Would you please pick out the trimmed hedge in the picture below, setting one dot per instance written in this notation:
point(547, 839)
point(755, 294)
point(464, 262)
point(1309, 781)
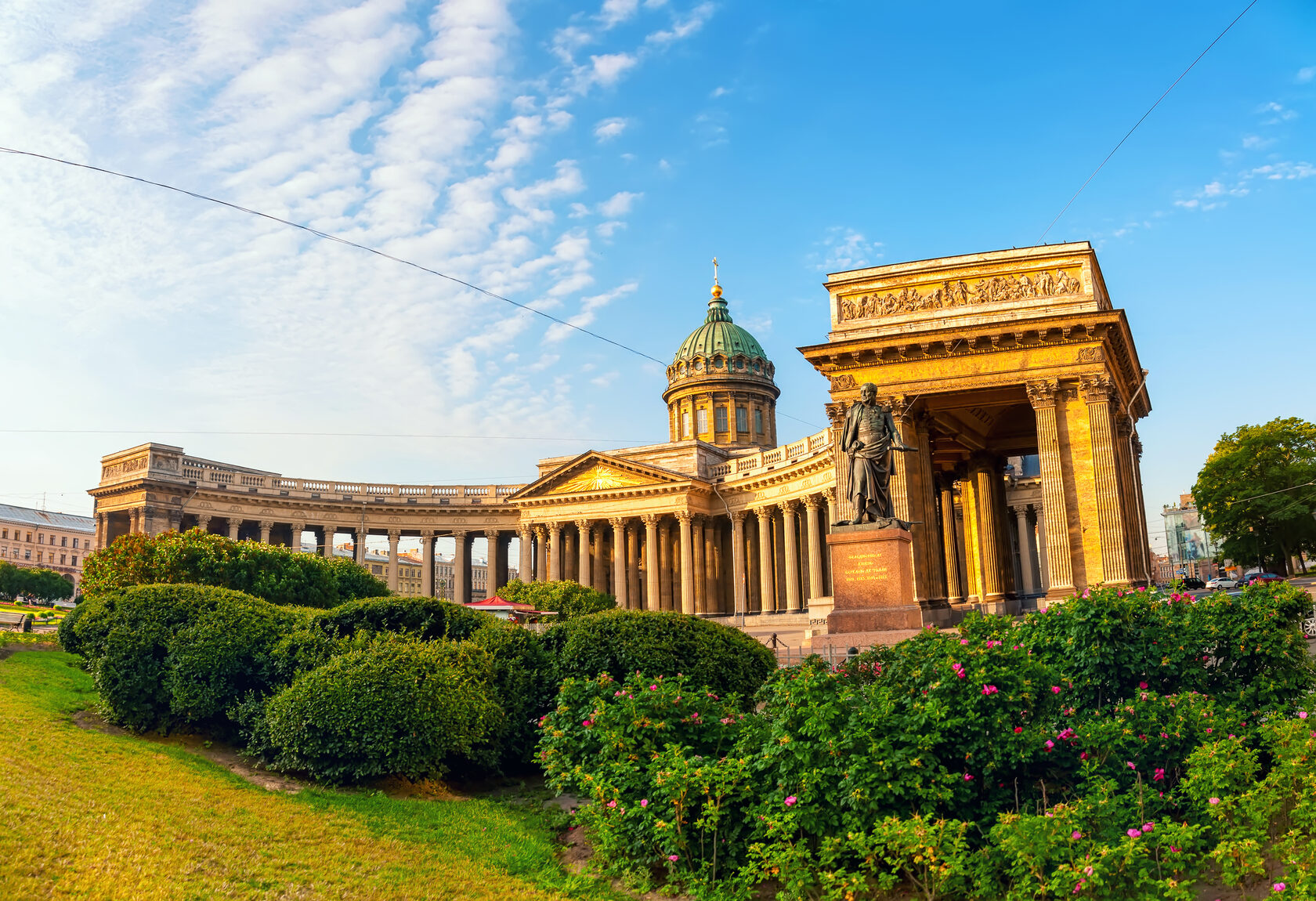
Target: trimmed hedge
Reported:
point(395, 707)
point(427, 618)
point(164, 655)
point(275, 574)
point(658, 643)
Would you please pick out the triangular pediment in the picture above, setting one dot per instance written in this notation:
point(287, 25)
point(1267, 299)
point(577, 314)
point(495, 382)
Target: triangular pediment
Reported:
point(594, 472)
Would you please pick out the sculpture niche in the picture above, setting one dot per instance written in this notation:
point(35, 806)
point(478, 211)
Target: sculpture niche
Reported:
point(869, 438)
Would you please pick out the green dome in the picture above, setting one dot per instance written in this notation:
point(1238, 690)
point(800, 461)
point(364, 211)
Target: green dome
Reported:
point(719, 335)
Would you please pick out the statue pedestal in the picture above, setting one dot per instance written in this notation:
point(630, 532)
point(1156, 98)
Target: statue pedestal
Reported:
point(873, 581)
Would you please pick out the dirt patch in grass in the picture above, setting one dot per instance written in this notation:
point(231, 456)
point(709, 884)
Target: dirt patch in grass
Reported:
point(8, 650)
point(203, 747)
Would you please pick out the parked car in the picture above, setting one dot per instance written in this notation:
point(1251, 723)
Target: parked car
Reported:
point(1264, 577)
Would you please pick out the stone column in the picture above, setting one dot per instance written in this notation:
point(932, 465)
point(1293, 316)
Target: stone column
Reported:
point(1025, 550)
point(667, 567)
point(696, 544)
point(989, 530)
point(600, 556)
point(812, 507)
point(586, 577)
point(541, 554)
point(461, 567)
point(766, 569)
point(555, 530)
point(633, 596)
point(687, 565)
point(1043, 577)
point(1115, 559)
point(495, 577)
point(711, 600)
point(1060, 567)
point(793, 556)
point(619, 561)
point(740, 584)
point(1128, 491)
point(949, 548)
point(653, 575)
point(427, 562)
point(394, 534)
point(526, 571)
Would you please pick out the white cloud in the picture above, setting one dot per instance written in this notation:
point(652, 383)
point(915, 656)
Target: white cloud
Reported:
point(845, 249)
point(609, 67)
point(683, 27)
point(619, 204)
point(617, 11)
point(609, 129)
point(420, 137)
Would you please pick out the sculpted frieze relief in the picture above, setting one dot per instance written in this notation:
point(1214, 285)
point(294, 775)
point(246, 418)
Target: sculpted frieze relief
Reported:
point(952, 294)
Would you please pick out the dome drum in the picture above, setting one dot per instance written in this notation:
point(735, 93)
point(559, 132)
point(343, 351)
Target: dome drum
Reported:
point(720, 385)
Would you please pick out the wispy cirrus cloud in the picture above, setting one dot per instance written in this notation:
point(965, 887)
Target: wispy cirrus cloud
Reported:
point(415, 135)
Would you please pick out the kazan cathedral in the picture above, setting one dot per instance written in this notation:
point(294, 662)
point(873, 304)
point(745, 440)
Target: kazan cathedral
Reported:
point(1011, 374)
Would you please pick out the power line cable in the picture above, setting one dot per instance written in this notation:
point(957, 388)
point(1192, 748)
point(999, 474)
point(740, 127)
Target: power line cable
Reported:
point(336, 238)
point(1144, 116)
point(358, 246)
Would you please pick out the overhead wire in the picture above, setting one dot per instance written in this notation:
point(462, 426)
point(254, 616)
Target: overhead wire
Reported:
point(327, 236)
point(1144, 116)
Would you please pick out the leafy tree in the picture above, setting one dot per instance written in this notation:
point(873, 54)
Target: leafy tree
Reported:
point(33, 581)
point(1253, 492)
point(567, 599)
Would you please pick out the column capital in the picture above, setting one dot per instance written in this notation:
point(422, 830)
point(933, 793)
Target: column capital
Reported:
point(1043, 393)
point(1097, 389)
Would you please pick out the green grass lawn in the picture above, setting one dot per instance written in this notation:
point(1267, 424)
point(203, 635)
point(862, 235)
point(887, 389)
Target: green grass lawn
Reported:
point(96, 816)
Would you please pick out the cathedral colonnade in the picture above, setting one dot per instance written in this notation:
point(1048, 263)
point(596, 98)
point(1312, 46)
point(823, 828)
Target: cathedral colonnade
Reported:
point(762, 559)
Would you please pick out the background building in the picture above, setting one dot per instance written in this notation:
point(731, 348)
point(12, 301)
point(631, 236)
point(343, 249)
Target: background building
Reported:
point(48, 541)
point(1190, 552)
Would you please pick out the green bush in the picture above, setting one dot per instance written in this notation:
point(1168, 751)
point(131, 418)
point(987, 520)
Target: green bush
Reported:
point(67, 639)
point(524, 682)
point(164, 655)
point(275, 574)
point(1248, 650)
point(656, 643)
point(567, 599)
point(394, 707)
point(427, 618)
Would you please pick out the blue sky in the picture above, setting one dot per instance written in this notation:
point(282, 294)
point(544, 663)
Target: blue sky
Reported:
point(590, 159)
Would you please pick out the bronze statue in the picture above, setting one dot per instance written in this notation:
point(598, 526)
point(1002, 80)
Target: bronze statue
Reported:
point(869, 437)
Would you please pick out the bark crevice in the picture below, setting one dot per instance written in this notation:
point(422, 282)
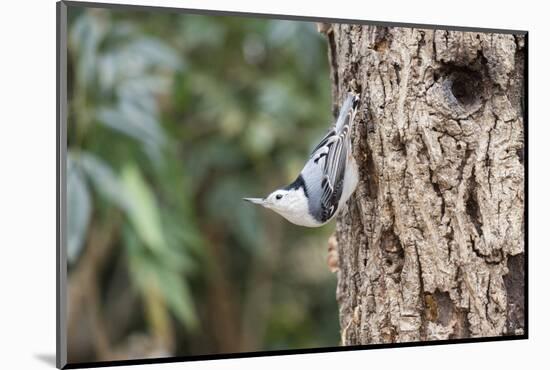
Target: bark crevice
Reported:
point(431, 245)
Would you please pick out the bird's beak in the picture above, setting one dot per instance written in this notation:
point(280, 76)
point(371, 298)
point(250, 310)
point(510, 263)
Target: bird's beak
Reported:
point(259, 201)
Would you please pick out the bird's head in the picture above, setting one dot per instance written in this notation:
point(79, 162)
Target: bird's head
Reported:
point(279, 200)
point(292, 204)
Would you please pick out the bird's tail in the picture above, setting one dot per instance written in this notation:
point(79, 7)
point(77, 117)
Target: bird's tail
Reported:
point(347, 112)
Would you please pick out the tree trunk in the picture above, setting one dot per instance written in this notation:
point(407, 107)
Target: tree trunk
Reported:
point(431, 245)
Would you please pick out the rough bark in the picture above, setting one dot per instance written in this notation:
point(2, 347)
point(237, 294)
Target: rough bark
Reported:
point(431, 244)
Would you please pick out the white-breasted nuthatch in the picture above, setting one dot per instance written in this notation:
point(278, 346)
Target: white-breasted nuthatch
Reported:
point(327, 180)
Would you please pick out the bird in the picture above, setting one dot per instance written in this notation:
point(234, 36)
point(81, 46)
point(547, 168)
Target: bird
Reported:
point(327, 180)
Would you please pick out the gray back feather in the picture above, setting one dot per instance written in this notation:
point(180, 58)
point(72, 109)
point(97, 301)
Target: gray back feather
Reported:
point(324, 173)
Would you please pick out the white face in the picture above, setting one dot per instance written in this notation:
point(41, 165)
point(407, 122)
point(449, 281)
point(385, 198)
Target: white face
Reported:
point(291, 204)
point(280, 201)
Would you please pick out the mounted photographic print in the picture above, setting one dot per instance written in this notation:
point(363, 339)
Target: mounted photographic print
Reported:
point(235, 185)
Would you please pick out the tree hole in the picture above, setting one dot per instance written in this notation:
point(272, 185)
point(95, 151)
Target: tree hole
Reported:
point(466, 86)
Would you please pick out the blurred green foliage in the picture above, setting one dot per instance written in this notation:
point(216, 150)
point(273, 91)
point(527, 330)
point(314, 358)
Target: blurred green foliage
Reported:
point(172, 120)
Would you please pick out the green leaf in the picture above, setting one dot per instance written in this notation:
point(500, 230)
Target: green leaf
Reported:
point(78, 210)
point(178, 297)
point(144, 213)
point(104, 179)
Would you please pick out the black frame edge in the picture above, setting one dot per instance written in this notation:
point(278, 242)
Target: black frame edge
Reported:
point(61, 151)
point(285, 17)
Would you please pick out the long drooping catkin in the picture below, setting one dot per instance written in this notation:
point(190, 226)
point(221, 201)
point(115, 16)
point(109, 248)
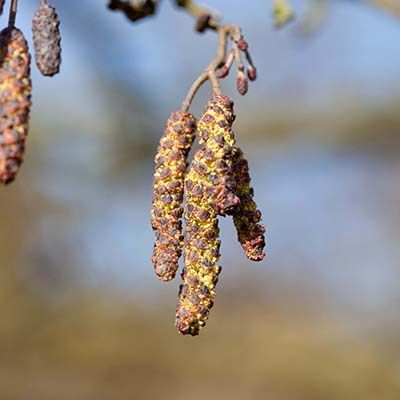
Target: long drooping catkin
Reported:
point(247, 216)
point(210, 191)
point(15, 101)
point(217, 140)
point(47, 39)
point(196, 295)
point(168, 187)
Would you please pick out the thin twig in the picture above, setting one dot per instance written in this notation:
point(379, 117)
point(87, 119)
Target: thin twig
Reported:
point(225, 32)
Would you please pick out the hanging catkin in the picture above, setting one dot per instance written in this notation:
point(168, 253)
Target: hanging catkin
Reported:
point(217, 141)
point(47, 39)
point(247, 216)
point(15, 101)
point(209, 192)
point(196, 295)
point(168, 187)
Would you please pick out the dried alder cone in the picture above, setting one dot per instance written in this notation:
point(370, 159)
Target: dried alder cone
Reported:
point(47, 39)
point(134, 9)
point(15, 101)
point(168, 187)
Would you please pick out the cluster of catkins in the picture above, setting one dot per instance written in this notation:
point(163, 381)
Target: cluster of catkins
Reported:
point(217, 183)
point(15, 81)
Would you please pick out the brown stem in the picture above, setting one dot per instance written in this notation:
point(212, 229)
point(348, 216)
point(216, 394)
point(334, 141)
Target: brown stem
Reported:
point(225, 32)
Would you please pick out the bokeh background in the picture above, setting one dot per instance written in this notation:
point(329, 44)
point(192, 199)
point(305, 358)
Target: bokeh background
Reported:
point(83, 316)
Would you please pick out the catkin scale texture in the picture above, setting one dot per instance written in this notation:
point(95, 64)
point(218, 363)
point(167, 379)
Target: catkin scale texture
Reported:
point(168, 188)
point(217, 140)
point(15, 101)
point(247, 216)
point(210, 191)
point(47, 39)
point(201, 245)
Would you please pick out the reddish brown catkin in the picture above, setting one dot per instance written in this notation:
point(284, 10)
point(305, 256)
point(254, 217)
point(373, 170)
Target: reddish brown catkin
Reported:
point(168, 188)
point(15, 101)
point(47, 39)
point(196, 295)
point(217, 141)
point(247, 217)
point(209, 193)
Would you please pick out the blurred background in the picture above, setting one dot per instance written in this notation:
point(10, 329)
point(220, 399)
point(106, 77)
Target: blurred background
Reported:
point(83, 316)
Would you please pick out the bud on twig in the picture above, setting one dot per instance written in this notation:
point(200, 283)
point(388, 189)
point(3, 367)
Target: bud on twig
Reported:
point(242, 83)
point(47, 39)
point(202, 22)
point(168, 187)
point(15, 101)
point(252, 73)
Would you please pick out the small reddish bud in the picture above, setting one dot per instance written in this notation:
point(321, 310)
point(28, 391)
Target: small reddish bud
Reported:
point(242, 83)
point(242, 44)
point(202, 23)
point(252, 73)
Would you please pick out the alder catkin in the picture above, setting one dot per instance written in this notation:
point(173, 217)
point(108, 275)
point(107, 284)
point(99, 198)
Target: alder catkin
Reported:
point(47, 39)
point(247, 216)
point(15, 101)
point(168, 188)
point(217, 141)
point(210, 191)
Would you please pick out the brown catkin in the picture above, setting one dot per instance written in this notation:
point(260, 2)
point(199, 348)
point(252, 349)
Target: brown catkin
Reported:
point(47, 39)
point(217, 141)
point(15, 101)
point(196, 295)
point(247, 216)
point(168, 188)
point(210, 191)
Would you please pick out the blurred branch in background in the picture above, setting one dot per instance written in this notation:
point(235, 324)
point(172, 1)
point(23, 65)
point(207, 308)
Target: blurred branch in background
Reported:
point(134, 9)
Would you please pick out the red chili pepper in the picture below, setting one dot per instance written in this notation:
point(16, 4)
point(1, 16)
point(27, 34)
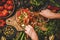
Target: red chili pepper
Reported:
point(2, 23)
point(5, 13)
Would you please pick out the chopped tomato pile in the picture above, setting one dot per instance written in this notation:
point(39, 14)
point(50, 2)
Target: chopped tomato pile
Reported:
point(5, 7)
point(2, 23)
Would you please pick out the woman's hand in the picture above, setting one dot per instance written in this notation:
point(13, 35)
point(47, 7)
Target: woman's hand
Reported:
point(31, 33)
point(47, 13)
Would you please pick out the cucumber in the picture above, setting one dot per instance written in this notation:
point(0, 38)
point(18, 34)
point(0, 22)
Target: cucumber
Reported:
point(19, 36)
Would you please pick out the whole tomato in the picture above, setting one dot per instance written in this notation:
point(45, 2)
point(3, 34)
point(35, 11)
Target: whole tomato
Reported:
point(1, 14)
point(10, 2)
point(5, 6)
point(5, 12)
point(8, 7)
point(2, 23)
point(1, 8)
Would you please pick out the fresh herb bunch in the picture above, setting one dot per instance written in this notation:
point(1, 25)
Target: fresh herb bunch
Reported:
point(52, 26)
point(55, 3)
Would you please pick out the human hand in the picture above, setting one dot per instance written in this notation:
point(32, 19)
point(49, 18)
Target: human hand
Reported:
point(31, 33)
point(47, 13)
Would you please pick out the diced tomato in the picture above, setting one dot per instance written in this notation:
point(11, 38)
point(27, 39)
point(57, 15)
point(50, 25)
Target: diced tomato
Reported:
point(8, 7)
point(10, 2)
point(5, 12)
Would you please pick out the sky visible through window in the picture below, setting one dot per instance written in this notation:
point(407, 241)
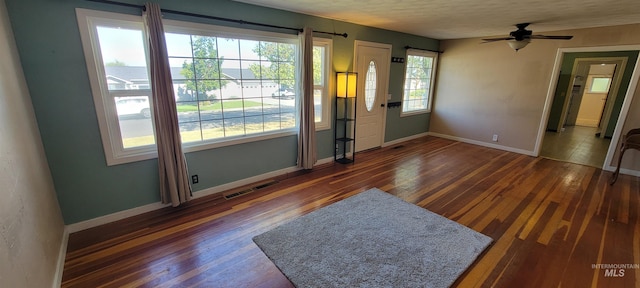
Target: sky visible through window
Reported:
point(125, 46)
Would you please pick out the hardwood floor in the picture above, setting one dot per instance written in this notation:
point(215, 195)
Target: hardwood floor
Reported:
point(551, 222)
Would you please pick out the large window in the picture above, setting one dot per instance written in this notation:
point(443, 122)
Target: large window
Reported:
point(231, 85)
point(418, 81)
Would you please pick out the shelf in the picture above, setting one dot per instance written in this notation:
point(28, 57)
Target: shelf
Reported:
point(345, 130)
point(344, 160)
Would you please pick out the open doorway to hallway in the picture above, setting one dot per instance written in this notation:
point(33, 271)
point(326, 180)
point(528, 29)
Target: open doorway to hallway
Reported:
point(587, 101)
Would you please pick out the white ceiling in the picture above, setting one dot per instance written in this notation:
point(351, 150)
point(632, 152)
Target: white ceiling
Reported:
point(454, 19)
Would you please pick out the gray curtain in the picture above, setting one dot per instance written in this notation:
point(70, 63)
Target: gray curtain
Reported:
point(307, 155)
point(174, 179)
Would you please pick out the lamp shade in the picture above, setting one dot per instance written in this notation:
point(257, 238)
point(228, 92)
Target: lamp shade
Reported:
point(517, 45)
point(346, 84)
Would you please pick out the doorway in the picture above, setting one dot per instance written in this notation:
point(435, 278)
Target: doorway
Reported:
point(372, 65)
point(586, 105)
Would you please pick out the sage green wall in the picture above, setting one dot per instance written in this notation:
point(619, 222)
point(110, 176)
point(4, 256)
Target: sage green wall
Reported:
point(564, 81)
point(49, 44)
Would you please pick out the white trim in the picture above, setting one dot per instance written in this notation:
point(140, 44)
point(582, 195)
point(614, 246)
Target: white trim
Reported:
point(62, 255)
point(432, 80)
point(400, 140)
point(625, 105)
point(485, 144)
point(108, 123)
point(622, 170)
point(75, 227)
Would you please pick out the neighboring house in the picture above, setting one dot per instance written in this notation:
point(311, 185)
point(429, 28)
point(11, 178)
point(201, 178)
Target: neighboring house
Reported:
point(238, 82)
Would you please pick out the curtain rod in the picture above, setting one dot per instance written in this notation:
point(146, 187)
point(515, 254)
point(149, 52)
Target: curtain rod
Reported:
point(409, 47)
point(215, 18)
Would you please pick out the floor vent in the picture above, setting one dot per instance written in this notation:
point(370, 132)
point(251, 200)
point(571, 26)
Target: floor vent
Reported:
point(244, 191)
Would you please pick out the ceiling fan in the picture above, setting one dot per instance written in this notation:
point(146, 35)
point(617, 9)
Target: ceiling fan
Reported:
point(519, 38)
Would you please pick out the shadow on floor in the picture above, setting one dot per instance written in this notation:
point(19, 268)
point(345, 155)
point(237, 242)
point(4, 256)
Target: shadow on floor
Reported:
point(576, 144)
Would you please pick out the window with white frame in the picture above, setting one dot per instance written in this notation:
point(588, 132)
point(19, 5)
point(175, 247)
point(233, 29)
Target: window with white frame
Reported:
point(418, 81)
point(231, 85)
point(600, 84)
point(321, 71)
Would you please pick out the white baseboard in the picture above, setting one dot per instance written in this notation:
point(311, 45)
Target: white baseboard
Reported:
point(62, 255)
point(75, 227)
point(485, 144)
point(398, 141)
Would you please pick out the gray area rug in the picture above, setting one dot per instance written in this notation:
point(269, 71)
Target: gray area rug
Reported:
point(372, 239)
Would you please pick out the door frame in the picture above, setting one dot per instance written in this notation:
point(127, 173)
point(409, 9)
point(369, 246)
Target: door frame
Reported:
point(621, 65)
point(628, 98)
point(385, 82)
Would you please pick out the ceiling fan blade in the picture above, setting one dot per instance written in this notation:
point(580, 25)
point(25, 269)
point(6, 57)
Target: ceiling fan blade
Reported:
point(550, 37)
point(497, 39)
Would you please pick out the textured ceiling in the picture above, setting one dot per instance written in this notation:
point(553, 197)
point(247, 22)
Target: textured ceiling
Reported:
point(453, 19)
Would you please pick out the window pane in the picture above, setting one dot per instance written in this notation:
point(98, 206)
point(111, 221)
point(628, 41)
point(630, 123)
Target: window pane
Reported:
point(242, 86)
point(134, 119)
point(417, 85)
point(317, 104)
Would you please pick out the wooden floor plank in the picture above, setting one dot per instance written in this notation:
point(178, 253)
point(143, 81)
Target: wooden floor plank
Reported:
point(551, 221)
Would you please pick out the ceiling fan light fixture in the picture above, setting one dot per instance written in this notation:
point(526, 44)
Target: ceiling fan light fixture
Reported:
point(518, 44)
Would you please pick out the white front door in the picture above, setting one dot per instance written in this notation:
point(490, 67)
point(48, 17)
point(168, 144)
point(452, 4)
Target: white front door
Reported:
point(372, 65)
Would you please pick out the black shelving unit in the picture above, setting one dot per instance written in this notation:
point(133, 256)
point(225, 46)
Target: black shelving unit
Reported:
point(345, 129)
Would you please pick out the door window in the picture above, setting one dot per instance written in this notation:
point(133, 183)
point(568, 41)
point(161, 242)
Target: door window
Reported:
point(370, 86)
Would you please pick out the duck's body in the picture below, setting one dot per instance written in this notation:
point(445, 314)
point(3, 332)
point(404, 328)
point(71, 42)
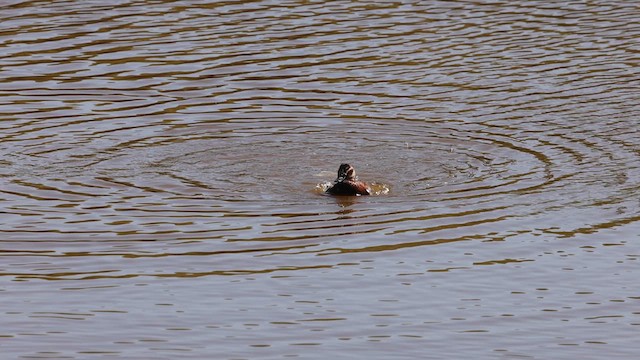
○ ○ ○ ○
» Required work:
Count the lines in the items above that contain the word "hallway", and reply with the number alone.

» Correct response:
2